Leonard Maltin's 151 Best Movies You've Never Seen - Maltin, Leonard [48]
Antal told us of his upbringing in Southern California, where he always felt slightly out of place; this may explain his affinity for the outsiders who populate Kontroll. He later moved back to Hungary and attended the state film school. Kontroll was his first feature film, and he never expected anyone to see, let alone appreciate, it outside of Budapest. He was stunned that it attracted attention from film festivals around the world, and delighted when it even won a U.S. distributor.
Despite critical acclaim, Kontroll never found its rightful audience. This film is one of a kind, just waiting to be discovered.
66. LA CIUDAD/THE CITY
(1999)
Directed by David Riker
Screenplay by David Riker
Actors:
JOSEPH RIGANO
MATEO GÓMEZ
FERNANDO REYES
MARCOS MARTÍNEZ GARCÍA
MOISÉS GARCÍA
ANTHONY RIVERA
CIPRIANO GARCÍA
LETICIA HERRERA
JOSÉ RABELO
I see a great many films every year. For one to linger in my mind for days is unusual; when a movie stays in my consciousness for years it’s downright amazing. Yet I still think about the images and the melancholy mood of La Ciudad a decade after seeing it. With no stars in its cast, an unknown director working in black and white, and a foreign language on its sound track, its chances of succeeding in U.S. release were slim, but it did win rave reviews and remains one of the most striking American films of the 1990s.
Writer-director David Riker, a graduate of New York University, had already won a student film award from the Directors Guild of America and a prestigious Student Academy Award when this debut feature reached the public. He and cinematographer Harlan Bosmajian worked together for six years to realize their vision: an omnibus film consisting of four vignettes about the lives of Hispanic immigrants in New York City. They mostly sought out nonprofessionals to fill their cast and worked hard, I’m sure, to put them at ease in front of the camera.
Each segment stands alone, yet they have a cumulative impact as the filmmaker brings heartrending empathy to each character’s story. In “Bricks” we enter the world of day laborers where immigrants are subject to the whims and casual cruelty of a stranger whose truck they board in search of work—no questions asked. A man who has no place to leave his son brings him along for the day to clean and load bricks. It seems fairly mundane but, as we discover, that routine can be fraught with drama when something goes wrong on the job.

> INPUT
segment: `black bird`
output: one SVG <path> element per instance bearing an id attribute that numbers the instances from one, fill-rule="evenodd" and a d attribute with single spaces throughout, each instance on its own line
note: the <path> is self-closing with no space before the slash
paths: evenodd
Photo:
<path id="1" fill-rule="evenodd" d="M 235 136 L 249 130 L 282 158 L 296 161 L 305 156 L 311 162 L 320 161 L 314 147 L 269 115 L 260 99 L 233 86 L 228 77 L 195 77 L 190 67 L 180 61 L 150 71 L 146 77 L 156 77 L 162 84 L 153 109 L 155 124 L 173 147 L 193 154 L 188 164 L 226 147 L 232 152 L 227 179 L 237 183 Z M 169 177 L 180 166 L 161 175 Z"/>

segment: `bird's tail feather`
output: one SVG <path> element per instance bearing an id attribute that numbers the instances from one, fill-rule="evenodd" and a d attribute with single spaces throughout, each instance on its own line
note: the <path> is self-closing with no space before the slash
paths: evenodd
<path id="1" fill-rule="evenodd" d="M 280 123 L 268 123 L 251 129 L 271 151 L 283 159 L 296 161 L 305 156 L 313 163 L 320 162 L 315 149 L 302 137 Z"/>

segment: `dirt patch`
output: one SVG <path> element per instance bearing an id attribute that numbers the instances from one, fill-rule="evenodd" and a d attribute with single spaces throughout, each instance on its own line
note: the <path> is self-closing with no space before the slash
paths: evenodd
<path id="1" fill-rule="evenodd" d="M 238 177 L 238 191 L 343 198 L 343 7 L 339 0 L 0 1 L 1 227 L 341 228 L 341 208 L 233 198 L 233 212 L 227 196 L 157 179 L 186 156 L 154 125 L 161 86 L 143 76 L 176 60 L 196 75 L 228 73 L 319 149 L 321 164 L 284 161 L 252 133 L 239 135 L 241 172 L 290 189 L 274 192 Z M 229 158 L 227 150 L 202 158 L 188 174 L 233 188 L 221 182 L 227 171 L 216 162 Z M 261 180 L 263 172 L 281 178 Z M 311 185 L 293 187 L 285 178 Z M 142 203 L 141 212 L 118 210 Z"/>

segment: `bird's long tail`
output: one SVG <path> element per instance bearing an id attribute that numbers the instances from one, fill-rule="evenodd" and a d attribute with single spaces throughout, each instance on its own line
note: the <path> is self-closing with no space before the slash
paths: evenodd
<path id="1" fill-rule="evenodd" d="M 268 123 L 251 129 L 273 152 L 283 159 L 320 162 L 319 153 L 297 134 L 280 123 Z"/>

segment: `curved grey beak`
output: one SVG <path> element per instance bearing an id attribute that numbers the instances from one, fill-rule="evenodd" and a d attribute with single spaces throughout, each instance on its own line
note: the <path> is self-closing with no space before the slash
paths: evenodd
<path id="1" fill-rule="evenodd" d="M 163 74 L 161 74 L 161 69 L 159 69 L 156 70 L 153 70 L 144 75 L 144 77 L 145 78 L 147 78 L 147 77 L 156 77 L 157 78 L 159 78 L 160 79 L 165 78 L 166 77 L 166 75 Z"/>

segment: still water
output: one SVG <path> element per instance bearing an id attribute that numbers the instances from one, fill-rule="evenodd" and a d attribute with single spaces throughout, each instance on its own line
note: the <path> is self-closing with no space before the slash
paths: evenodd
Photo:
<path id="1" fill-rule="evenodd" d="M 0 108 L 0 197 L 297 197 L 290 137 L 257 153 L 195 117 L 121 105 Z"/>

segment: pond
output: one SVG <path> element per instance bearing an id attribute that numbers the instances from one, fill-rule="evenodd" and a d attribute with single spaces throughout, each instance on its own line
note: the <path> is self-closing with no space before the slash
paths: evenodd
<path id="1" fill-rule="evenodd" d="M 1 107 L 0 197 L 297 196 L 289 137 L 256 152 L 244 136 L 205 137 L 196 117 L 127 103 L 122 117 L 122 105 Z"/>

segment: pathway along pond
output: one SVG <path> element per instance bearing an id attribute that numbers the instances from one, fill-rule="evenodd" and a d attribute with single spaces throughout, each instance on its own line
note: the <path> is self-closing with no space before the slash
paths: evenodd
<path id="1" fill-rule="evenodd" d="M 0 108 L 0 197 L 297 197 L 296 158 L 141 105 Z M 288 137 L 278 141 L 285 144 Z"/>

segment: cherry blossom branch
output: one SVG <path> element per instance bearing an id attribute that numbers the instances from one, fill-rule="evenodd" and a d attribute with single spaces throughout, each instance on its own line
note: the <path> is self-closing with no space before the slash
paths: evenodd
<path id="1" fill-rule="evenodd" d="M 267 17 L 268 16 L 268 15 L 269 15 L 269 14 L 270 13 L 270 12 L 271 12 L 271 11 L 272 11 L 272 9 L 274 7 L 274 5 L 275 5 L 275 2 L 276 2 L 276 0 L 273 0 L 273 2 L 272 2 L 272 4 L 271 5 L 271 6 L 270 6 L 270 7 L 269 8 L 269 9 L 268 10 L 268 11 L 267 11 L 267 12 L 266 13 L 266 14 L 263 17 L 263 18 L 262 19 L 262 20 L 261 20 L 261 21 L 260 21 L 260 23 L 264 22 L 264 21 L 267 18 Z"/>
---
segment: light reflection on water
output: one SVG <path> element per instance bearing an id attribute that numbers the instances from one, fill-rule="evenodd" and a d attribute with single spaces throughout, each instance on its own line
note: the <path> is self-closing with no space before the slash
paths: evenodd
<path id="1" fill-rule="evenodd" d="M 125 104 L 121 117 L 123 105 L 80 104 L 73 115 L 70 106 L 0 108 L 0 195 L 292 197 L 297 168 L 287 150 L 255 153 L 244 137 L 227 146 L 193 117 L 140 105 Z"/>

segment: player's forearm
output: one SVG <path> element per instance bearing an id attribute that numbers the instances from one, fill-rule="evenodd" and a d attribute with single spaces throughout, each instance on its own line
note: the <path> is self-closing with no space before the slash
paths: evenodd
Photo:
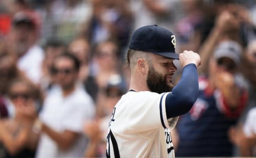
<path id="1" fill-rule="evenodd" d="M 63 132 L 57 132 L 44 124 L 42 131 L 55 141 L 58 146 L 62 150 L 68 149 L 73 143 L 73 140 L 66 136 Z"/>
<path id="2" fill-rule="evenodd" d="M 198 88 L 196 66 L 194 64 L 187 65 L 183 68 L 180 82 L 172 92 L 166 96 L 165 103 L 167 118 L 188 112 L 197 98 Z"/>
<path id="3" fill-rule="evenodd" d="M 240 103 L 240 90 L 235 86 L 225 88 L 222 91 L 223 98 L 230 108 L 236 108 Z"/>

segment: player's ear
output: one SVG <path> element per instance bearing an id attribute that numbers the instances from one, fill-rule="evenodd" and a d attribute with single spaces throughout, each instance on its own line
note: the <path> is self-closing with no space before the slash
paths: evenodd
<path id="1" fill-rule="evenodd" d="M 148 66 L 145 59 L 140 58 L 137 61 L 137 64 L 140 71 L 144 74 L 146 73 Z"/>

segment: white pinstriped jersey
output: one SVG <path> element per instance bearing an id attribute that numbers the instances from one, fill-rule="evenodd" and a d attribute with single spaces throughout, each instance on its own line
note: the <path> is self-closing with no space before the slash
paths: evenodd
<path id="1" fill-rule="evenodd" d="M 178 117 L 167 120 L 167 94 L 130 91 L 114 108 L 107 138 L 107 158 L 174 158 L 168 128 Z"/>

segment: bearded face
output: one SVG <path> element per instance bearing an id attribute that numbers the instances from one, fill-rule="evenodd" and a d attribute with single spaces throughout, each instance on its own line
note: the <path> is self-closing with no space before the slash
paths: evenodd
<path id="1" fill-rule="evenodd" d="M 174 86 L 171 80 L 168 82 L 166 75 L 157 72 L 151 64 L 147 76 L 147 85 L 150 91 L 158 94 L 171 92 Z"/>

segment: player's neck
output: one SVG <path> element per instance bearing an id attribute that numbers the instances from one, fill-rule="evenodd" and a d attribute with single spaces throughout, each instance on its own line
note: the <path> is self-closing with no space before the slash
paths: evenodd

> WHAT TO WORK ON
1) List every actor in the film passage whose name includes "GARCÍA".
2) Please update the entries in the stretch from the line containing "segment: light reflection on water" through the line containing "240 103 L 240", replacing "self-closing" with "self-terminating" and changing nothing else. Leave the pictures out.
The entries have no connection to the film passage.

> ANSWERS TO THE EXERCISES
1)
MARCOS MARTÍNEZ GARCÍA
MOISÉS GARCÍA
CIPRIANO GARCÍA

2)
segment: light reflection on water
output: one SVG <path> element per instance bearing an id attribute that numbers the instances from one, fill-rule="evenodd" and a d attribute with single spaces throughout, each instance on its own line
note: the <path> is self-terminating with no space before the slash
paths: evenodd
<path id="1" fill-rule="evenodd" d="M 125 104 L 121 117 L 123 105 L 80 104 L 73 115 L 70 106 L 0 108 L 0 195 L 292 197 L 297 168 L 287 150 L 255 153 L 244 137 L 227 146 L 193 117 L 140 105 Z"/>

segment: player's forearm
output: one SVG <path> element per instance bearing an id attribute that numbers the instances from one, fill-rule="evenodd" and a d attribute with single spaces throughout, each instance on its own line
note: the <path> is self-terminating with no space before the slash
paths: evenodd
Photo:
<path id="1" fill-rule="evenodd" d="M 63 132 L 57 132 L 44 124 L 42 131 L 55 141 L 58 146 L 62 150 L 68 149 L 73 143 L 73 140 L 66 136 Z"/>
<path id="2" fill-rule="evenodd" d="M 198 88 L 196 66 L 194 64 L 187 65 L 183 68 L 180 82 L 172 92 L 166 96 L 165 103 L 167 118 L 188 112 L 197 98 Z"/>
<path id="3" fill-rule="evenodd" d="M 240 103 L 240 90 L 235 86 L 225 88 L 222 91 L 223 98 L 230 108 L 236 108 Z"/>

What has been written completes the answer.